*WRITTEN EXERCISE*. Rewrite the lines below, starting at the line with "the blue sky" and continuing through the line with "(1201, 128)", inclusive. Keep the requests unchanged, but multiply each coordinate in the answers by 0.95 and round it to a whole number, rounding halves up.

____

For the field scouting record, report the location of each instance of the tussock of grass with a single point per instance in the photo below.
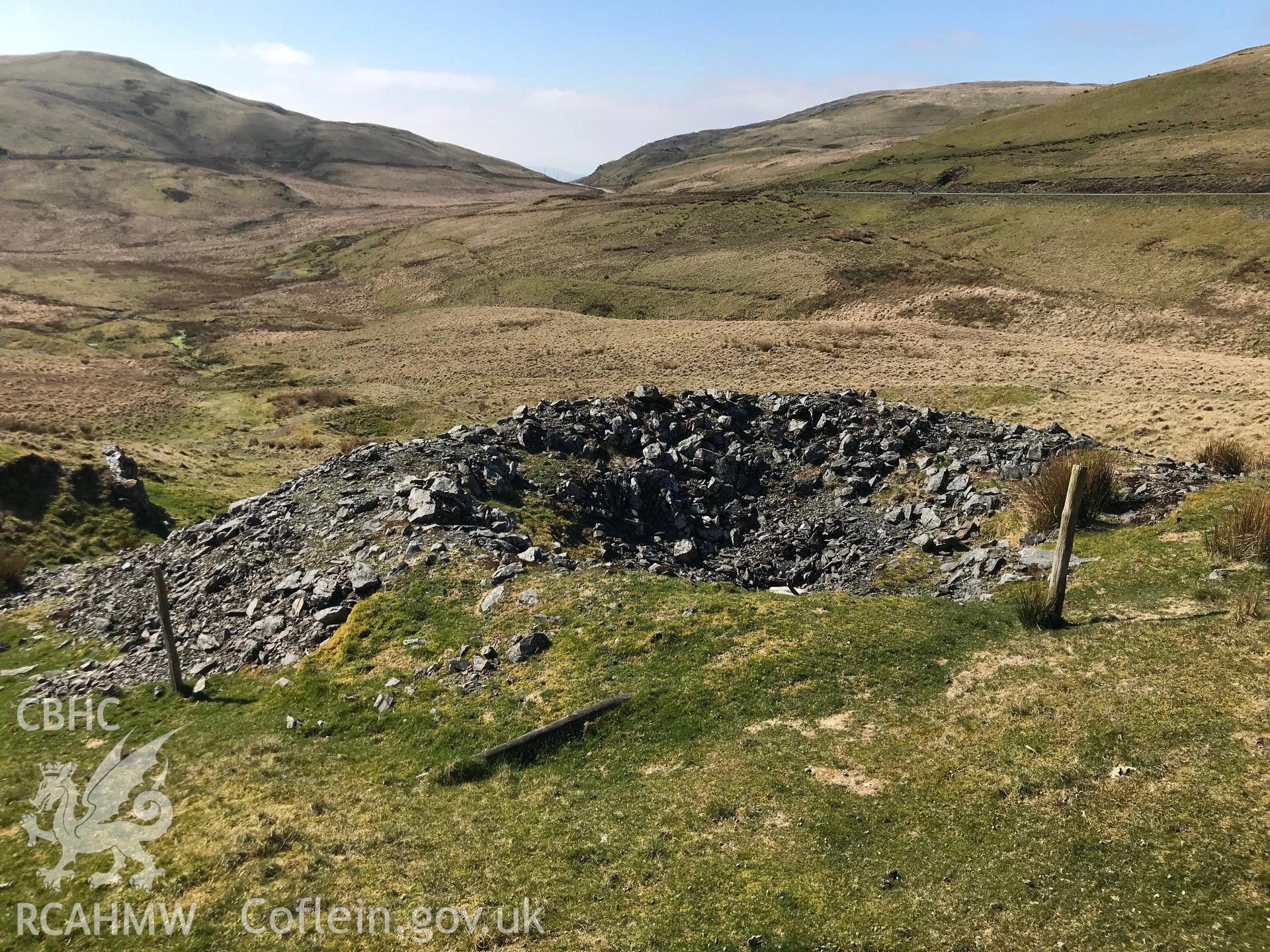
(1040, 499)
(1249, 606)
(1228, 456)
(292, 401)
(13, 565)
(1033, 607)
(1244, 530)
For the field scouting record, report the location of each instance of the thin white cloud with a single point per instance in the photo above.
(556, 127)
(269, 54)
(941, 44)
(374, 79)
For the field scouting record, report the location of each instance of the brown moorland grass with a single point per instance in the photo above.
(13, 565)
(1040, 499)
(1033, 608)
(1228, 456)
(1242, 531)
(292, 401)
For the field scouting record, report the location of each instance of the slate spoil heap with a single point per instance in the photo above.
(796, 493)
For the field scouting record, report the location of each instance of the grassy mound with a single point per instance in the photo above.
(783, 760)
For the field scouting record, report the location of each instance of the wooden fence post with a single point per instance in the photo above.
(1064, 547)
(169, 640)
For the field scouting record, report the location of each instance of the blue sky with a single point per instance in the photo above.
(570, 85)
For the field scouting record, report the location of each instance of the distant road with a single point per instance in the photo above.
(1050, 194)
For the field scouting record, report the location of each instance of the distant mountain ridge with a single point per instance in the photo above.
(812, 138)
(79, 106)
(1201, 128)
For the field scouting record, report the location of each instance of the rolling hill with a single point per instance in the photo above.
(1202, 128)
(763, 151)
(91, 130)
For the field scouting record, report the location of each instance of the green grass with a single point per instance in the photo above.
(60, 517)
(686, 816)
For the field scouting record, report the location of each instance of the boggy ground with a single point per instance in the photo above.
(1140, 321)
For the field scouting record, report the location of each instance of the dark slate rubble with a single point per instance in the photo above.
(795, 493)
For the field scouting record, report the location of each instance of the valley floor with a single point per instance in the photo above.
(1099, 787)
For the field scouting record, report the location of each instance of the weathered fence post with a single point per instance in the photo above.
(1064, 547)
(169, 640)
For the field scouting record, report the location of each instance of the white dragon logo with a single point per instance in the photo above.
(98, 829)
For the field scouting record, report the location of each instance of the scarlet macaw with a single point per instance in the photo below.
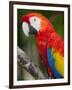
(50, 45)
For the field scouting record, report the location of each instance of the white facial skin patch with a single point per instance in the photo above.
(35, 22)
(25, 28)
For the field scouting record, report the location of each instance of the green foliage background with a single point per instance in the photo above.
(28, 43)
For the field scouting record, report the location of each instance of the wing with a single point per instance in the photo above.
(56, 62)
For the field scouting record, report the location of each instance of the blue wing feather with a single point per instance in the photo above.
(51, 63)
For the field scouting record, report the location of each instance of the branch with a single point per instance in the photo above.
(28, 65)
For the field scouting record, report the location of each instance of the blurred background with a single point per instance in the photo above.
(28, 45)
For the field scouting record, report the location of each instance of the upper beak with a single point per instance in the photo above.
(32, 30)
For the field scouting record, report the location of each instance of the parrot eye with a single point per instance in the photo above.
(34, 19)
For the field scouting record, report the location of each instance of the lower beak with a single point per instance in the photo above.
(32, 30)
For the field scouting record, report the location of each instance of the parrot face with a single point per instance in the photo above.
(31, 25)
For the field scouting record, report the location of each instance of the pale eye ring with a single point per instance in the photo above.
(34, 19)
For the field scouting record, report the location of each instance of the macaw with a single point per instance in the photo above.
(50, 45)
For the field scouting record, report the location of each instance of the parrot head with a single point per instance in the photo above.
(33, 23)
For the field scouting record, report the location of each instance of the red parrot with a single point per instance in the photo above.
(50, 45)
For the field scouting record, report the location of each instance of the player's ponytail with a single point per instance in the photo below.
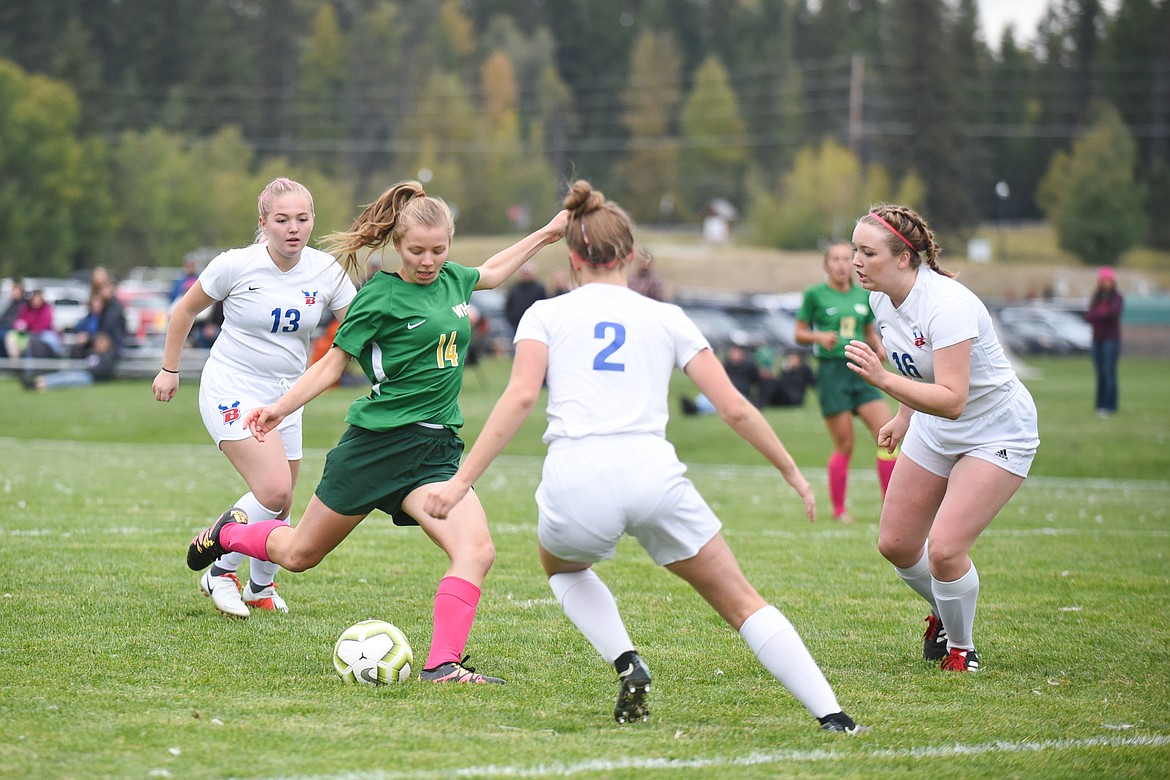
(599, 230)
(384, 221)
(906, 229)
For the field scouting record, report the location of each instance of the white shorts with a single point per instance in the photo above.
(225, 397)
(597, 489)
(1005, 435)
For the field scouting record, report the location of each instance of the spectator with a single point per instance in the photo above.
(32, 332)
(181, 284)
(97, 277)
(1105, 317)
(561, 283)
(101, 363)
(12, 310)
(208, 329)
(744, 375)
(523, 294)
(645, 280)
(105, 316)
(790, 385)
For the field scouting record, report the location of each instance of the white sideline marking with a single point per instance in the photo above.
(532, 463)
(750, 759)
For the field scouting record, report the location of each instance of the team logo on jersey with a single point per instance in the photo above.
(229, 413)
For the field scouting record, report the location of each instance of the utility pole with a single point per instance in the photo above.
(857, 95)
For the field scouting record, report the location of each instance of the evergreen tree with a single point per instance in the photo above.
(648, 175)
(714, 145)
(54, 206)
(321, 80)
(922, 90)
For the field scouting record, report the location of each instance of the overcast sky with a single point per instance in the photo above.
(1021, 14)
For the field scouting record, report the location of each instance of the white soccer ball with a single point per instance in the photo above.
(372, 653)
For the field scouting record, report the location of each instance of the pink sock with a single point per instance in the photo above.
(838, 477)
(250, 539)
(885, 470)
(455, 602)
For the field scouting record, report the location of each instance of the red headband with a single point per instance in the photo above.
(892, 229)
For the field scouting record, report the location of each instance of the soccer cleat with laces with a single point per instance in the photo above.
(224, 591)
(961, 660)
(205, 549)
(266, 598)
(456, 672)
(934, 640)
(841, 723)
(634, 685)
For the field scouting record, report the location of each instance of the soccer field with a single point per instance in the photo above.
(112, 663)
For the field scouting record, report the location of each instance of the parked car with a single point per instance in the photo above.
(146, 312)
(1031, 330)
(69, 301)
(495, 329)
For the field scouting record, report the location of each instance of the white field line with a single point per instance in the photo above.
(531, 464)
(558, 770)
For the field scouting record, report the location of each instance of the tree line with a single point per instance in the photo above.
(135, 131)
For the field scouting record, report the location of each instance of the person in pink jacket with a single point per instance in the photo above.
(32, 332)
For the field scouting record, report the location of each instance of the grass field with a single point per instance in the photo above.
(112, 664)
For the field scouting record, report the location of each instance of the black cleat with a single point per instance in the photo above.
(456, 672)
(934, 641)
(840, 723)
(634, 678)
(205, 549)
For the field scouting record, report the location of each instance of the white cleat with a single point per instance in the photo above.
(266, 598)
(225, 593)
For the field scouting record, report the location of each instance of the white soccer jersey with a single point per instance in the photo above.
(937, 313)
(269, 316)
(611, 353)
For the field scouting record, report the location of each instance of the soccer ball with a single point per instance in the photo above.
(372, 653)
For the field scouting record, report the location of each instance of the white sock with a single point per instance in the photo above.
(956, 608)
(586, 601)
(917, 577)
(260, 571)
(779, 648)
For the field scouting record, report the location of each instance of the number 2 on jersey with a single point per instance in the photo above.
(617, 335)
(904, 364)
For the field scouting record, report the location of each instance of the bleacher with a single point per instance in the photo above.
(136, 363)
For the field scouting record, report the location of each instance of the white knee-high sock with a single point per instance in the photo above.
(917, 577)
(956, 608)
(779, 648)
(260, 571)
(587, 601)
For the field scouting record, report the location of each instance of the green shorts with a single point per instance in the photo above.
(378, 469)
(839, 390)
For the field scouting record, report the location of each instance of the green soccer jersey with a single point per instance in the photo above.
(826, 309)
(411, 342)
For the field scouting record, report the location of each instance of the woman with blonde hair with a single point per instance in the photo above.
(408, 329)
(274, 294)
(965, 423)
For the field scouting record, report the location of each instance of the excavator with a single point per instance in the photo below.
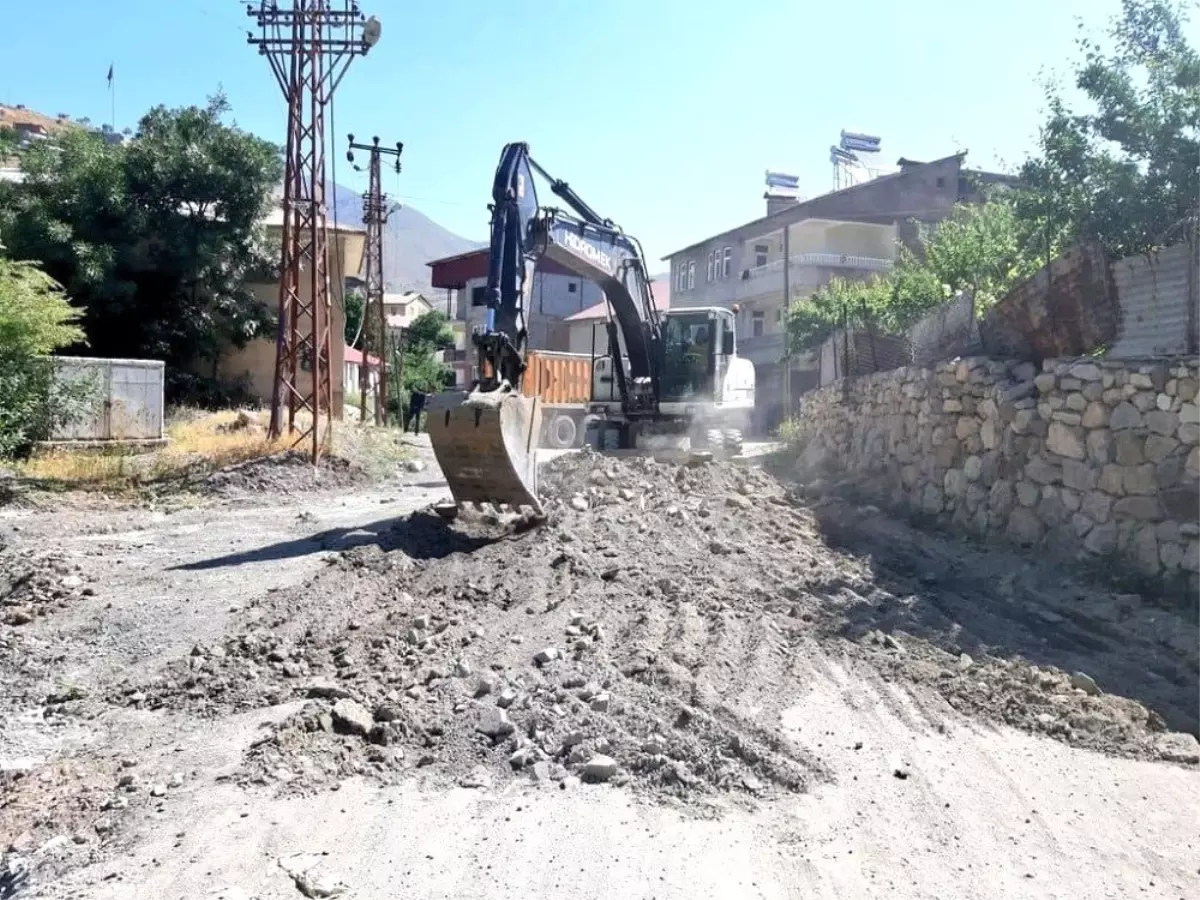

____

*SOLUTION*.
For the field scouting record, report the location of each instance of the blue sky with a single point per instance in the photo above.
(542, 81)
For the field scouting record, report the location of each instance of the distant road with a single point per instance in the photo above.
(998, 184)
For the field scouting record, report the location of each instance of the distant mountain ridge with a single point per instance in the photo above.
(771, 131)
(75, 101)
(1141, 122)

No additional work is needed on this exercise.